DIRECTION: Your task is to repeat all of the data exactly while excluding the pictures.

DATASET RECORDS:
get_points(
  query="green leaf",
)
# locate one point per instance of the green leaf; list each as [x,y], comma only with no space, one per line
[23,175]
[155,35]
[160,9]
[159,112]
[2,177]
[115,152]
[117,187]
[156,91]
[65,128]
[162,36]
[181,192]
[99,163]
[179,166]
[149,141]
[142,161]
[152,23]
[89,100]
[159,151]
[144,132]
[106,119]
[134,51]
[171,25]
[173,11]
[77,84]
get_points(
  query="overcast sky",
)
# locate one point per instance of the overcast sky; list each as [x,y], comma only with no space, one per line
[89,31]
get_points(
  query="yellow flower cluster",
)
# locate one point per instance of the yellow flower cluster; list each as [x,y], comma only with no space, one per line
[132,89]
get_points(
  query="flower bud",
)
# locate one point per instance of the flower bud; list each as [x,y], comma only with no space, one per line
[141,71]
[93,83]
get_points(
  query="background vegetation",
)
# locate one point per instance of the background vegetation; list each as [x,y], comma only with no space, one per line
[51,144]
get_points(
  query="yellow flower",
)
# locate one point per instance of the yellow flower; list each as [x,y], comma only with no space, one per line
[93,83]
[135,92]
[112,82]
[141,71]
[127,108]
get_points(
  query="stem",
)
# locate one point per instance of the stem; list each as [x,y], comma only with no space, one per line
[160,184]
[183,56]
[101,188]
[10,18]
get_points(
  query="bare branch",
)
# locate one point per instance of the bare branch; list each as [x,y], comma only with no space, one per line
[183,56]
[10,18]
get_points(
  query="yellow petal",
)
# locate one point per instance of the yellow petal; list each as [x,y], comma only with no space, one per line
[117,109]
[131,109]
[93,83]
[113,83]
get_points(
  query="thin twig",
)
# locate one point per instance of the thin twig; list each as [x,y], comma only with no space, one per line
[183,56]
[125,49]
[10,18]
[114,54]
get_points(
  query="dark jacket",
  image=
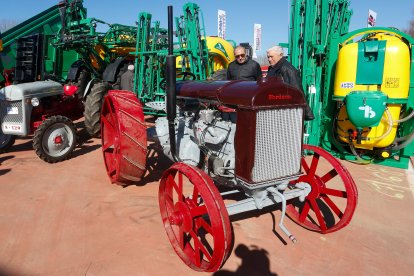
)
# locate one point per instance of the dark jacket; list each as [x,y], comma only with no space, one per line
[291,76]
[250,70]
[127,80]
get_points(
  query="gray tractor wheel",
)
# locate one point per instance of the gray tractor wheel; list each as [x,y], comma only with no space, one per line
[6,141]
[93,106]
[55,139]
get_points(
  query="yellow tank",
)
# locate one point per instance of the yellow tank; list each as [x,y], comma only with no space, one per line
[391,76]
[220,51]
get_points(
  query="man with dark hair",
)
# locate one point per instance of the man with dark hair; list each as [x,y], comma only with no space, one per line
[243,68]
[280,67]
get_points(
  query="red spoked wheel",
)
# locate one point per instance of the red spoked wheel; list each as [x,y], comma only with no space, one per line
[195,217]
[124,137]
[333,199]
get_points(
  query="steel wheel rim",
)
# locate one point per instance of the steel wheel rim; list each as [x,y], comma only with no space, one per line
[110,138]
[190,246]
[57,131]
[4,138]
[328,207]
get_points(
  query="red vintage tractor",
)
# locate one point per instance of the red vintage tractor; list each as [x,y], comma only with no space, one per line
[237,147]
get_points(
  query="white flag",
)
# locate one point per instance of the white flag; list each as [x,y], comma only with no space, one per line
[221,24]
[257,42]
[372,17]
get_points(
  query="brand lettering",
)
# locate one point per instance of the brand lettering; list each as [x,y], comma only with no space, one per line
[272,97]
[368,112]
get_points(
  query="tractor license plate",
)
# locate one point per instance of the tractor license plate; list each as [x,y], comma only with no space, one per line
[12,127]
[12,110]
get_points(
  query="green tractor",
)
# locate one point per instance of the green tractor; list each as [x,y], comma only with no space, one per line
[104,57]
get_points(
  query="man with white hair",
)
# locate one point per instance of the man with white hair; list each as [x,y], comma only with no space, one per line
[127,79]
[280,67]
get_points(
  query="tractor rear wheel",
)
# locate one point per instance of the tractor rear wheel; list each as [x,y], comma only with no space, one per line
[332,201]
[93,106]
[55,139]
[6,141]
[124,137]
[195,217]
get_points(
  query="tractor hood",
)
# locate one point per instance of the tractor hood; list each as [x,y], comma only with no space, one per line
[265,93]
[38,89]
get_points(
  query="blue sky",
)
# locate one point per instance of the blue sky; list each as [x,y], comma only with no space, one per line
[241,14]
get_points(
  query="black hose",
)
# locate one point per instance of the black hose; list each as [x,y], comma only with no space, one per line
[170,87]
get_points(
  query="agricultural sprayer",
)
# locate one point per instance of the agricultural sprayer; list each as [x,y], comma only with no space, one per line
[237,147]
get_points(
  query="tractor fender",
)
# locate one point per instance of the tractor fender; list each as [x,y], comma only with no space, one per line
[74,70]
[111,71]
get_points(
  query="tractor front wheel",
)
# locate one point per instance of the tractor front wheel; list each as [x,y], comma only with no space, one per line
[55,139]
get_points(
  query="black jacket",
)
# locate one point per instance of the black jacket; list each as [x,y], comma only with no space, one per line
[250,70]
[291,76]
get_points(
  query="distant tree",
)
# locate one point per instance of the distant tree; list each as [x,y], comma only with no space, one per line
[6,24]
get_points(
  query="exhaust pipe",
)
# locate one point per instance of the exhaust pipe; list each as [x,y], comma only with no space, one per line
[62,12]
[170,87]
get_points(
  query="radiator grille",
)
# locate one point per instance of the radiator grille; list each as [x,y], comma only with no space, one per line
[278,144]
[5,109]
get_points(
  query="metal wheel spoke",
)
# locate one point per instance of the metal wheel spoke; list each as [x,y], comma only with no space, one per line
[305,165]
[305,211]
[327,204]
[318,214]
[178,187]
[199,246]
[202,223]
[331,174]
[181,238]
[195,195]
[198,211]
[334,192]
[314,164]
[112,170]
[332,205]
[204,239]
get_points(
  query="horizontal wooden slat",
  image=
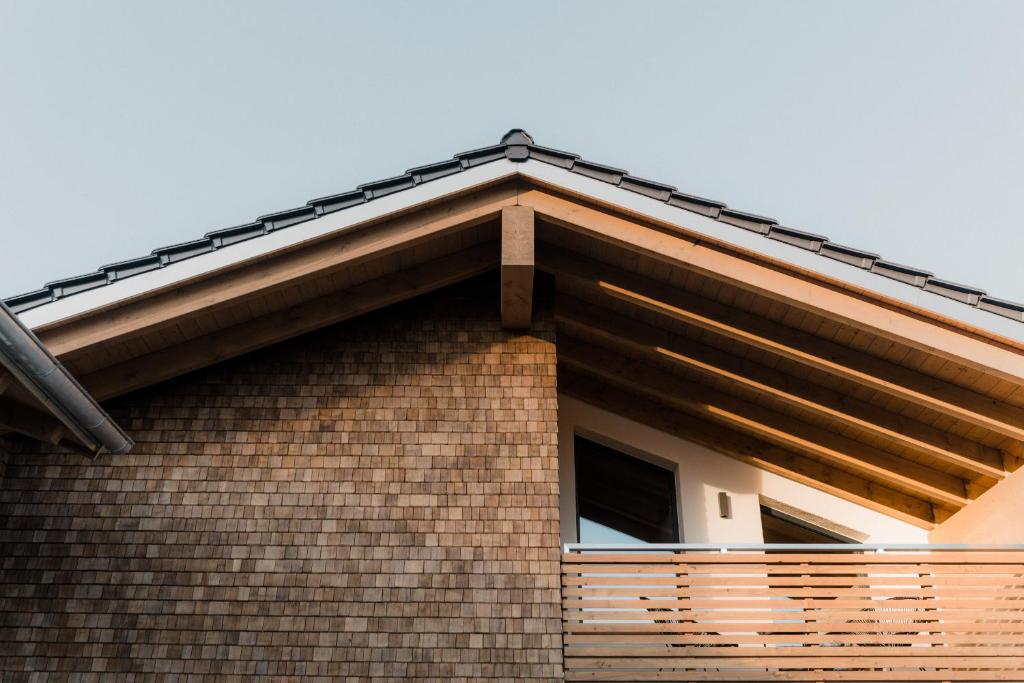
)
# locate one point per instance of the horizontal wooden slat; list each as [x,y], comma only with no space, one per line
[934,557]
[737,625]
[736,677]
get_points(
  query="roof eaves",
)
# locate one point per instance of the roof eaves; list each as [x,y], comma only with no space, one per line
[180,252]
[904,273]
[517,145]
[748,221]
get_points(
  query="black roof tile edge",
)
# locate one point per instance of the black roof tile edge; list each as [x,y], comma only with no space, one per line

COMPLETE ANSWER:
get_points(
  query="green leaf",
)
# locate one point per instance of the green leaf; list each as [x,y], comma only with no space, one per line
[23,175]
[155,35]
[160,9]
[159,112]
[2,177]
[115,152]
[117,187]
[156,91]
[65,128]
[162,36]
[181,192]
[99,163]
[179,166]
[149,141]
[142,161]
[152,23]
[89,100]
[159,151]
[144,132]
[106,119]
[134,51]
[171,25]
[173,11]
[77,84]
get_points(
  query="overcast sky",
)
# locate one point per instance of the overcast sky; list each as [x,y], comma only with no space, one per line
[89,31]
get_points(
  query="yellow flower cluster",
)
# locate one point per instance of the yellow flower cluster; list each as [x,y], comma only with no space, one per line
[132,89]
get_points(
  query="flower bud",
)
# locate one point per instance of the flower bud; list each as [x,y], comma only with no space, one per line
[141,71]
[93,83]
get_points(
  query="background vegetation",
)
# locate one point per instance of the background vegetation; list each as [x,y], comma only with no space, one per line
[51,144]
get_points(
  query="yellow flower",
)
# locate one point per instance of the yellow flower; list each as [x,y], comma only with no space, one per line
[93,83]
[135,92]
[112,82]
[141,71]
[127,108]
get_points(
  query="stem",
)
# locate one point per instance of the stem; list each as [x,y], comma only with no space, one per line
[160,184]
[183,56]
[101,188]
[10,18]
get_points(
  query="bare branch",
)
# locate one point per instance of the bare branch; list each as [x,y], comma only with no space, one per line
[183,56]
[10,18]
get_points(
  query="yellow petal",
)
# locate one point per instance of the yellow petal; list each as [x,y], comma only with no space, one per line
[117,109]
[131,109]
[93,83]
[113,83]
get_points(
  query="thin twig",
)
# locate one point per instance of the thin twig; list each as [x,y], comma only with no space, one per line
[183,56]
[125,49]
[10,18]
[114,54]
get_points(
  query="dark jacket",
  image=
)
# locate one point per instance of the dark jacket; list each as [x,y], comma only with no space, one per line
[291,76]
[250,70]
[127,80]
get_points(
  query="gray tractor wheel",
)
# locate one point per instance of the gray tractor wheel; list each as [x,y], comma only with no space, one per line
[6,141]
[93,106]
[55,139]
get_points(
  query="yellow tank",
)
# locate one point per instance of the yellow tank; list each as [x,y], comma only with no space, one per line
[391,76]
[220,51]
get_points(
  query="man with dark hair",
)
# locate one point per instance of the man with dark hair; list each as [x,y], comma only with no space, one per line
[243,68]
[280,67]
get_points(
  query="red spoked wheel",
)
# locate one point per instance of the red spoked wheel; list each as [x,y], comma only with no space, one per line
[195,217]
[124,137]
[333,199]
get_points(
  query="steel wheel rim",
)
# locate one point per instance of the steel wheel rim; list each as [x,y], comma only with no space, one per line
[110,138]
[190,246]
[57,131]
[4,138]
[328,207]
get_points(
  query="red vintage tractor",
)
# locate one point per instance of the red vintage tractor; list each as [x,y], comma only with no space, one per line
[237,147]
get_points(
  query="white flag",
)
# locate one point per instance of the white flag; list each as [x,y], comma only with no space, one per line
[221,24]
[257,42]
[372,17]
get_points(
  query="brand lettering",
)
# locate one point per instance of the brand lettering; list each as [x,y], comma only with no space, one per line
[272,97]
[368,112]
get_points(
  query="tractor license plate",
)
# locate one point per instance of the tractor license plate; list each as [x,y], comma only with no space, one per line
[12,127]
[12,110]
get_points(
  query="green tractor",
)
# locate one point per instance of the green tractor; list each as [x,y], comma only with no space, one per line
[104,57]
get_points(
  query="man with white hair",
)
# locate one point per instance of the man with white hair; list each as [x,y], comma only with no space, one per line
[127,79]
[280,67]
get_points(
  query="tractor rear wheel",
)
# locate one point per instance of the tractor rear wheel; list each as [x,y], comma only with no space, one per line
[332,201]
[93,106]
[55,139]
[6,141]
[124,137]
[195,217]
get_points(
  query="tractor hood",
)
# locate one point per instance of the tractor hood; list each as [x,y], comma only with no space, one per line
[265,93]
[38,89]
get_points(
  query="blue sky",
)
# locate one point per instance of the blue sky; list each as [x,y], comma only with no space, one per line
[241,14]
get_points(
  query="black hose",
)
# locate one point per instance of the black hose; list each as [x,y], comma only with no space, one per line
[170,87]
get_points(
  query="agricultural sprayer",
)
# locate one point per instance of the agricultural sprayer; list each as [x,y], comma only with no space, one per line
[237,147]
get_points(
  query="tractor fender",
)
# locate one point per instance of the tractor fender; list each as [x,y], comma only with no space, one per line
[74,70]
[111,71]
get_points(
  query="tractor front wheel",
)
# locate one point per instance of the tractor front wheel; list each as [x,y], comma only with no space, one per line
[55,139]
get_points(
  query="black jacket",
)
# locate one point per instance of the black jacket; list each as [x,y], comma only with no space, one per line
[250,70]
[291,76]
get_points(
  query="distant tree",
)
# locate one point per instance of the distant tree; list each as [x,y], comma only with no space, one per line
[6,24]
get_points(
  query="exhaust pipe",
)
# locate one point per instance of the exhaust pipe; list each as [x,y], comma only with no space, one per line
[62,12]
[170,87]
get_points(
  query="radiator grille",
)
# locate one point per instance of the radiator grille; list each as [x,y], comma only with no space, one per line
[278,144]
[5,109]
get_points(
  query="metal wheel spoke",
)
# locate one point per instance of the metal wheel spoke; list each as [x,y], comma only with no space, one per line
[305,165]
[305,211]
[327,204]
[318,214]
[178,187]
[199,246]
[202,223]
[331,174]
[181,238]
[195,195]
[198,211]
[334,192]
[314,164]
[112,170]
[332,205]
[204,239]
get_points(
  query="horizontal wooden slat",
  image=
)
# locate one point per instance of the horizontal wooden slat; list each as [x,y], comma only with no space, one per line
[934,557]
[737,625]
[736,677]
get_points(
  query="roof eaves",
)
# locate one point per instance of the roof eaves; list each as [x,y], comma only with no space, one per line
[180,252]
[904,273]
[517,145]
[748,221]
get_points(
  query="black roof tile edge",
)
# locate one point per instance of the black roof tile edge; list each as [x,y], comma only with no space, one per line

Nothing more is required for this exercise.